Single by Usher

from the album 8701
- Released: March 11, 2002
- Length: 3:09
- Label: Arista
- Songwriters: Usher Raymond; Jermaine Dupri; Bryan-Michael Cox;
- Producer: Jermaine Dupri

Usher singles chronology
| "I Need a Girl (Part One)" (2002) | "U-Turn" (2002) | "Can U Help Me" (2002) |

Music video
- "U-Turn" on YouTube

= U-Turn (song) =

2002 single by Usher

"U-Turn" is a song by American singer Usher. It written by Usher, Jermaine Dupri, and Bryan-Michael Cox for his third studio album, 8701 (2001), while production was helmed by Dupri and Cox. The song also references Michael Jackson and Bobby Brown and also refers to the crunk style of rap making it one of the first mainstream R&B tracks to refer to that style.

The song was released as the album's fourth international single on March 11, 2002. "U-Turn" reached the top 10 in Australia, the top 20 in the UK and Switzerland and was a top 40 hit in the Netherlands. The single was not released in the US.

==Background==
"U-Turn" was written by Usher, Jermaine Dupri, and Bryan-Michael Cox, while production was helmed by Dupri and Cox. Originally written for what was supposed to be Usher's third album All About U, the song was among three candidates to be selected as the album's lead single before the album was partially re-recorded and retooled as 8701. With much of All About U inspired by 1980s music, Usher called "U-Turn" a "reflection of the dances people did then – remember "The Bird" by The Time?"

==Music video==
A music video for "U-Turn" was directed by Little X.

[Stored data]
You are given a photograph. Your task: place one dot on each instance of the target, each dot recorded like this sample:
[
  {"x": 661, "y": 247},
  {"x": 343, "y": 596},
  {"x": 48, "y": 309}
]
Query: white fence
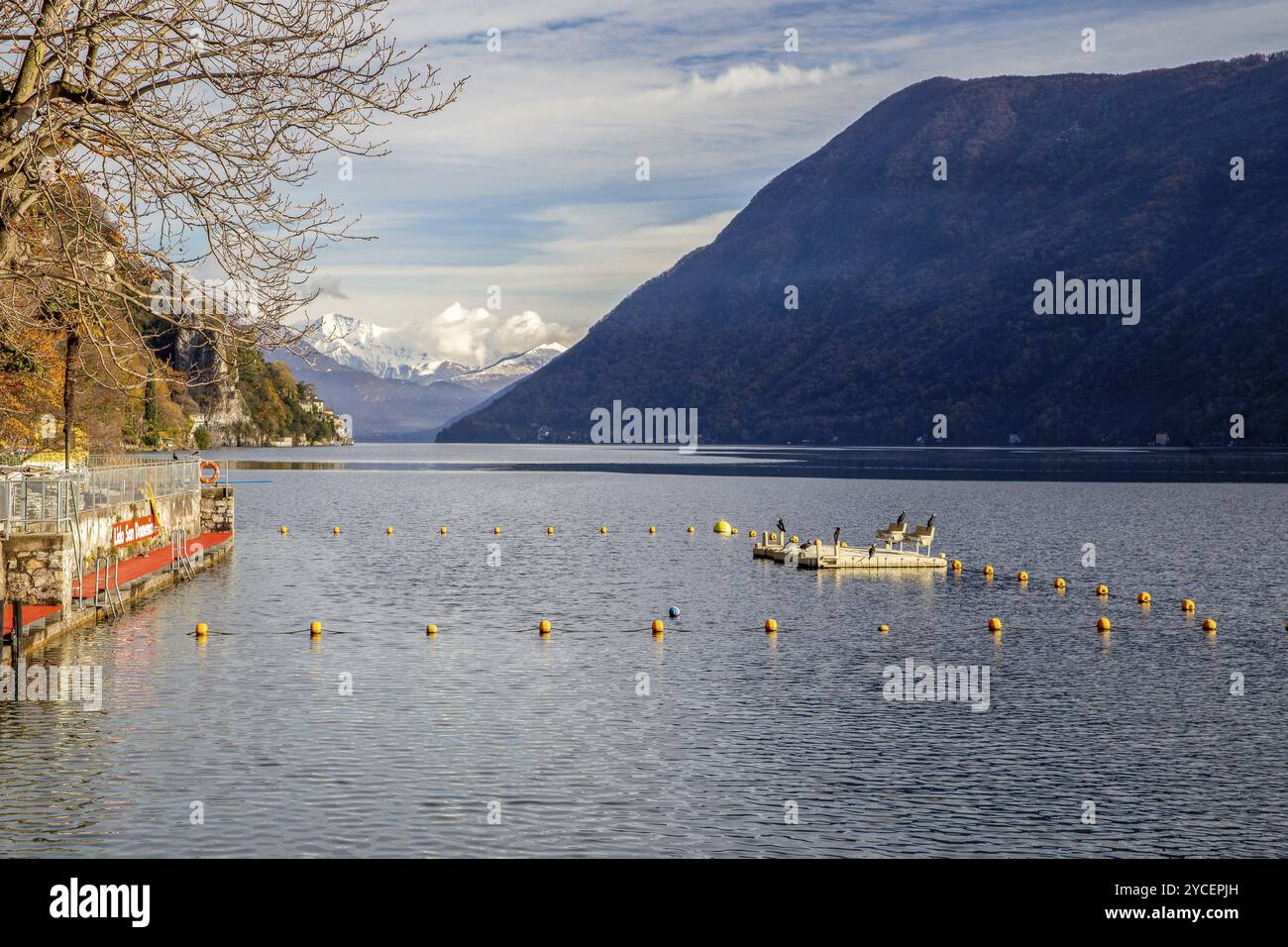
[{"x": 46, "y": 500}]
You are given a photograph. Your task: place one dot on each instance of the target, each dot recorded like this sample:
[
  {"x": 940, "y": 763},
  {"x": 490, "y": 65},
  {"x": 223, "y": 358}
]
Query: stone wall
[
  {"x": 181, "y": 510},
  {"x": 39, "y": 569},
  {"x": 217, "y": 509}
]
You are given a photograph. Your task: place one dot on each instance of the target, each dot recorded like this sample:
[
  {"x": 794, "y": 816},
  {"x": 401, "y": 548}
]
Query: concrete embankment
[{"x": 90, "y": 566}]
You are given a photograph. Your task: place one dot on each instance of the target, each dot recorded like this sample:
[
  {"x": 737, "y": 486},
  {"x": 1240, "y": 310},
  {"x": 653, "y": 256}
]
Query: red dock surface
[{"x": 132, "y": 570}]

[What to do]
(1) Translate this sentence from the U-Turn article into Spanish: "The song was released as the album's fourth international single on March 11, 2002."
(2) Reproduce the part of the U-Turn article between "Usher singles chronology" and "released in the US.", inclusive.

[Task-by-task outputs]
(1) La canción fue lanzada como el cuarto sencillo internacional del álbum el 11 de marzo de 2002.

(2)
Usher singles chronology
| "I Need a Girl (Part One)" (2002) | "U-Turn" (2002) | "Can U Help Me" (2002) |

Music video
- "U-Turn" on YouTube

= U-Turn (song) =

2002 single by Usher

"U-Turn" is a song by American singer Usher. It written by Usher, Jermaine Dupri, and Bryan-Michael Cox for his third studio album, 8701 (2001), while production was helmed by Dupri and Cox. The song also references Michael Jackson and Bobby Brown and also refers to the crunk style of rap making it one of the first mainstream R&B tracks to refer to that style.

The song was released as the album's fourth international single on March 11, 2002. "U-Turn" reached the top 10 in Australia, the top 20 in the UK and Switzerland and was a top 40 hit in the Netherlands. The single was not released in the US.